#### Your objective:
Show every line of the material below that contains the word "bucket".

#### Extracted information:
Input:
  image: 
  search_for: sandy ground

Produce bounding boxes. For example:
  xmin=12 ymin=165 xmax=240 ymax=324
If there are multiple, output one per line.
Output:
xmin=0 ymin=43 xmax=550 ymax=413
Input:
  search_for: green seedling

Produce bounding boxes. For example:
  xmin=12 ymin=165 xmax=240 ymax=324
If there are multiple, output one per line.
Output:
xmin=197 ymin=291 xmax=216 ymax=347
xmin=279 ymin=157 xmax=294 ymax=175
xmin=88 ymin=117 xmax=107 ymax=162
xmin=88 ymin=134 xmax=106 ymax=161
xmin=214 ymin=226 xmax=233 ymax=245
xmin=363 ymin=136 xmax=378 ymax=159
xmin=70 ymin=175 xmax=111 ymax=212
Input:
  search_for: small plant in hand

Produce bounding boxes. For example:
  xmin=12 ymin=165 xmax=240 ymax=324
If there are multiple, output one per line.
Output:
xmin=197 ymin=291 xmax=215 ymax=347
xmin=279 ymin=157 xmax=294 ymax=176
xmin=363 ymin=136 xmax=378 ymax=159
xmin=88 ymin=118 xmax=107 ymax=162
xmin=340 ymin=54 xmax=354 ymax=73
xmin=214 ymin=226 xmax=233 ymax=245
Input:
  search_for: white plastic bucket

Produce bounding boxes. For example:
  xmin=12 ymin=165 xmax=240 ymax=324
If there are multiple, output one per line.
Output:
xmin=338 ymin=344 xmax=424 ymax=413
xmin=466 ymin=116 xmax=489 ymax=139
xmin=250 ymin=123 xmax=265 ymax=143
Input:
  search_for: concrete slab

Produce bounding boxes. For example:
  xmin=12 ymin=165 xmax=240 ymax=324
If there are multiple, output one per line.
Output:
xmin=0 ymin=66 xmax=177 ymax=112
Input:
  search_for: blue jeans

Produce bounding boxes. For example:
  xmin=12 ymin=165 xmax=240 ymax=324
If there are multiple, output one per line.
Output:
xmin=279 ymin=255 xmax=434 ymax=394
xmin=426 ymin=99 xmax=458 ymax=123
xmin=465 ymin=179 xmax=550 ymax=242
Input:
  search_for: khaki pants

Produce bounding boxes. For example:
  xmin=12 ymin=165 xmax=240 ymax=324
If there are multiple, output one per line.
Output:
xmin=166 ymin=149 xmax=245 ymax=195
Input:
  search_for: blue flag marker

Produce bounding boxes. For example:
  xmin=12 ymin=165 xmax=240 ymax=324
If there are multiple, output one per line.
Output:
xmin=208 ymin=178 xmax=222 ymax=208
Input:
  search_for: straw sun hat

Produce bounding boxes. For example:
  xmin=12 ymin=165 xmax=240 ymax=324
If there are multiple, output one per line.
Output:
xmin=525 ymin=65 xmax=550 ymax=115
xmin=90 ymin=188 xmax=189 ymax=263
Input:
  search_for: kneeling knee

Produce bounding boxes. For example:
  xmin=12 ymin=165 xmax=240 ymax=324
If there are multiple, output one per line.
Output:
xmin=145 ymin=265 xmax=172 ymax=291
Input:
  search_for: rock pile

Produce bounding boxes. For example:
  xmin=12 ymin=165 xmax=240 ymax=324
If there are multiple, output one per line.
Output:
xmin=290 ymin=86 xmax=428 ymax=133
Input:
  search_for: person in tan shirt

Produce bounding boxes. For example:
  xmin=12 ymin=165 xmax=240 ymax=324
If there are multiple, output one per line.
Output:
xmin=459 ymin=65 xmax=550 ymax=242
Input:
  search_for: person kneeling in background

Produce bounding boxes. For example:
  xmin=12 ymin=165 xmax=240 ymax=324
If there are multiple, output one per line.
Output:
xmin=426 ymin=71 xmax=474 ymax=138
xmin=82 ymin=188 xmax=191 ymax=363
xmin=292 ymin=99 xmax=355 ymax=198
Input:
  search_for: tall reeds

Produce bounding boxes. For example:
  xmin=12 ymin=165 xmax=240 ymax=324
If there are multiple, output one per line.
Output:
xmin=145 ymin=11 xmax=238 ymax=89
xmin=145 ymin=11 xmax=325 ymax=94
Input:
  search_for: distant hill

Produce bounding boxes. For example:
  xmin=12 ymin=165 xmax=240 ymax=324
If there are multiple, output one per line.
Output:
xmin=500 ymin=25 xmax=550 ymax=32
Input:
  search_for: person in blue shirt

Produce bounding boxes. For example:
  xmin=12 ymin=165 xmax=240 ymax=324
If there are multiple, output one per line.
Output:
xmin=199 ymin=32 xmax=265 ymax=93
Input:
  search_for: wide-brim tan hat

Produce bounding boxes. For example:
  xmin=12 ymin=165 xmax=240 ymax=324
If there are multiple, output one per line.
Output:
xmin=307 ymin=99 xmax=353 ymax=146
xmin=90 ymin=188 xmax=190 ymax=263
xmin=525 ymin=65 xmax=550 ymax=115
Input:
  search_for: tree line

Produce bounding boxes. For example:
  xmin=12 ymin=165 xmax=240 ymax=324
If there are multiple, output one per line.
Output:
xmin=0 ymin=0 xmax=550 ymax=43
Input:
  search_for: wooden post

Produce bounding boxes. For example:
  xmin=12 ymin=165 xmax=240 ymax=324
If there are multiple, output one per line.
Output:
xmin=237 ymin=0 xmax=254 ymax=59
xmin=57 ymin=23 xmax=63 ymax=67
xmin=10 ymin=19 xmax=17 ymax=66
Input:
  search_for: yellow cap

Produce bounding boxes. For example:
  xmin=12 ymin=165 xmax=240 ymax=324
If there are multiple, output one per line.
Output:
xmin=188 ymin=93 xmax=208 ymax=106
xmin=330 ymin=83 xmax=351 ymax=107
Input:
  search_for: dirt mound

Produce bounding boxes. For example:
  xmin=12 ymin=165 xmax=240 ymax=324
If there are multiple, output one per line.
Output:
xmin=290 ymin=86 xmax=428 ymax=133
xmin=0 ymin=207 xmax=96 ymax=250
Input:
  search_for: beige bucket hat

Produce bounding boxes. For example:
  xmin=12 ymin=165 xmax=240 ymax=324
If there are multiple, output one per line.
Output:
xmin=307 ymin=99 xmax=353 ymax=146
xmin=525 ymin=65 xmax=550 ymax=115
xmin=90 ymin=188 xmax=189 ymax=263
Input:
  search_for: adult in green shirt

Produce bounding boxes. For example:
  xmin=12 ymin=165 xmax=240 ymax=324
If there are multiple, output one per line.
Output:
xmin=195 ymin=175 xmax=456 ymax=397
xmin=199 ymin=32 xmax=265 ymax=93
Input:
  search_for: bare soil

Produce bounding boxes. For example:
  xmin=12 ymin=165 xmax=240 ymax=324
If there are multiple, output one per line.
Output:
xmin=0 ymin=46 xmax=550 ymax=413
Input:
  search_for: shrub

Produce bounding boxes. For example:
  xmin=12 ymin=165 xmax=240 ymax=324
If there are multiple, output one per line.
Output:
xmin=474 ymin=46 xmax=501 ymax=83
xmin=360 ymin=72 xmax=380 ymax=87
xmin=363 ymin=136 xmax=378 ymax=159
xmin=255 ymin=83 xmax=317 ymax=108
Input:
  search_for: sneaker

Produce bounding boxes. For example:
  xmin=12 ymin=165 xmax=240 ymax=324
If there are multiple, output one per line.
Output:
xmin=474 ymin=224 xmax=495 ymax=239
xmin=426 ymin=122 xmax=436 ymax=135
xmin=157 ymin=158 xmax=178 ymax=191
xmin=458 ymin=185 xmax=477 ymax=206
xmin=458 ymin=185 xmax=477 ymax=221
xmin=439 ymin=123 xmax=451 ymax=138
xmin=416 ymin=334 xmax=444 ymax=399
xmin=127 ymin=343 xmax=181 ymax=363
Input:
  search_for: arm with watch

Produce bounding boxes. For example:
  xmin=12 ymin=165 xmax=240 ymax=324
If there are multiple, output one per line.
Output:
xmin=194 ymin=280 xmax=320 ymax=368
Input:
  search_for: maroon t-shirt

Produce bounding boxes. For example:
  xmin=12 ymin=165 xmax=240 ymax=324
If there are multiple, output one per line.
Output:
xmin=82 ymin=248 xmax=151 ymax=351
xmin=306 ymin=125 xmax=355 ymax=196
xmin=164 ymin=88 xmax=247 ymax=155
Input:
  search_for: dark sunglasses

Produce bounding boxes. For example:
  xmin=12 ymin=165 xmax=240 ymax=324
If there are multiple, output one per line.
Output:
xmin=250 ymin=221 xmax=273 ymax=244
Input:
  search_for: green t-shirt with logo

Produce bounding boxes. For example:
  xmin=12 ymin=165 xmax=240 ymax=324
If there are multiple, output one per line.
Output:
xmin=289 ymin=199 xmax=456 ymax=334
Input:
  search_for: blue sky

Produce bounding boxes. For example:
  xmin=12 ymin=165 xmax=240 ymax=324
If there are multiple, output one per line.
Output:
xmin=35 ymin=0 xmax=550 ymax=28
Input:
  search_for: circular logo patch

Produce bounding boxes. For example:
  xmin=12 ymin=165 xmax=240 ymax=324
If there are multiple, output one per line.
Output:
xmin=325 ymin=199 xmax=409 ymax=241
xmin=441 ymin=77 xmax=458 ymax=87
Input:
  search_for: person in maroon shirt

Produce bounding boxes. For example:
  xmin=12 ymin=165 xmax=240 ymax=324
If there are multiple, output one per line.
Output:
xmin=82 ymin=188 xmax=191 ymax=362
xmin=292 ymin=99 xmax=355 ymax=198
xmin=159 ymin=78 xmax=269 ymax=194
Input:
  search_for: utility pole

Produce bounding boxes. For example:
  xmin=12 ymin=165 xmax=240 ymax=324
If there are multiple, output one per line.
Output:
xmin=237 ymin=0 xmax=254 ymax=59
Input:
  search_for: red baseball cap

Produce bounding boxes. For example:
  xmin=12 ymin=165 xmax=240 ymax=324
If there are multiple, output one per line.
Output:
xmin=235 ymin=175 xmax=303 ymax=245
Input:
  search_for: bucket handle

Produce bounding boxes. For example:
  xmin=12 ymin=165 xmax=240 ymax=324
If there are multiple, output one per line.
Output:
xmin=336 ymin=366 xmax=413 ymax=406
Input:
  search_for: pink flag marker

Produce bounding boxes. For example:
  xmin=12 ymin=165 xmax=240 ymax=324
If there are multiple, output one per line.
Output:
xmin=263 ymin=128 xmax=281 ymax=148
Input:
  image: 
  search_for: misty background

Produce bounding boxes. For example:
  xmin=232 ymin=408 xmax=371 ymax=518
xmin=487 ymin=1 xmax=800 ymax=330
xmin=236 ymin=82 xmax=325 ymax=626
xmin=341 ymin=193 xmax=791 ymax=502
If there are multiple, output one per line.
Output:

#### Output for this exercise:
  search_for: white plastic bucket
  search_for: beige bucket hat
  search_for: bucket handle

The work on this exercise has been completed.